Output the data exactly, with every line intact.
*****
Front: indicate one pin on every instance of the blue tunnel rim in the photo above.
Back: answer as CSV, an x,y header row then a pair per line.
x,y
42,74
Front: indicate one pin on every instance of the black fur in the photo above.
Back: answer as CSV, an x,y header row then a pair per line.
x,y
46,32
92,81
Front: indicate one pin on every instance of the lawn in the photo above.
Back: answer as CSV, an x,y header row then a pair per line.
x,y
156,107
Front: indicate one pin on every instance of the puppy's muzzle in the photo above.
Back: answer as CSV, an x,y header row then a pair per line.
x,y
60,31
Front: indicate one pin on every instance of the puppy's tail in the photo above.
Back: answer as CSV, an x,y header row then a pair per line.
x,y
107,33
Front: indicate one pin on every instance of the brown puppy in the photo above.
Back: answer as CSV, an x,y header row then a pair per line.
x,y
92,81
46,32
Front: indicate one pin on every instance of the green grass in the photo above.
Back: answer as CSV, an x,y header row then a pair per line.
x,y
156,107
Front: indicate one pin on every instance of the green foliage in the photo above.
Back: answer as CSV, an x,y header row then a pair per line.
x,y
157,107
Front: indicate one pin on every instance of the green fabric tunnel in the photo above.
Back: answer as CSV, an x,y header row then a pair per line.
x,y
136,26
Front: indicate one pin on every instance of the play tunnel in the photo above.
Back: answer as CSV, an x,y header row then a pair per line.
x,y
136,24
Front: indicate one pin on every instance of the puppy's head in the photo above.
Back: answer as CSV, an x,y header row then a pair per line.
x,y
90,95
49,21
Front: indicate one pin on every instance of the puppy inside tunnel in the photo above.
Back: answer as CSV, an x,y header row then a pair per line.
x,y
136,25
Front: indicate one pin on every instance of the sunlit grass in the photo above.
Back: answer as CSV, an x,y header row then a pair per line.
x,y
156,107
*****
▶ _OUTPUT FOR THIS TASK_:
Front: indicate one pin on every instance of the blue tunnel rim in the photo above.
Back: answer as CSV, an x,y header row then a pair per line.
x,y
42,74
Front: indicate one pin on every instance of the black fur in the photo above.
Back: answer as CSV, an x,y header row then a pair per line.
x,y
46,32
92,81
Front: indicate one pin on every instance of the lawn in the photo above.
Back: answer as CSV, an x,y header row then a pair per line.
x,y
156,107
Front: indicate one pin on every instance of the puppy's muzzle in the photo above.
Back: answer as CSV, an x,y header row then a pair per line.
x,y
60,31
Front: indicate one pin on every instance of the puppy's tail in the photo above.
Back: answer as CSV, an x,y header row then a pair per line.
x,y
107,33
Front: indicate one pin on every instance of the brown puppy in the photo above.
Back: answer as CSV, an x,y header row then a pair per line.
x,y
92,81
46,32
Front: indicate one pin on every instance of the green grass in the photo above.
Back: answer as CSV, an x,y header row then a pair per line.
x,y
156,107
Front: indicate one pin on every instance of the green foliage in the photo above.
Back: answer as CSV, an x,y header row then a pair per line.
x,y
157,107
Front: indicate one pin on every instance of the green fabric tunnel in the photo above.
Back: answer as CSV, an x,y header row then a pair per line.
x,y
136,26
Front: indicate one pin on every instance of the play tunnel in the photo above.
Back: answer as CSV, an x,y header row then a pair per line.
x,y
136,24
Front: indicate one pin on every instance of the puppy's head in the photo above.
Back: answer as CSV, an x,y header row then a pair per line.
x,y
90,95
49,21
Front: indicate one pin on every instance of the puppy inside tunnel in the photo above.
Back: answer as CSV, an x,y header row then a pair per line.
x,y
136,25
Front: indicate one pin on every instance of the sunlit grass in the photo above.
Back: answer as CSV, an x,y header row then a pair per line.
x,y
156,107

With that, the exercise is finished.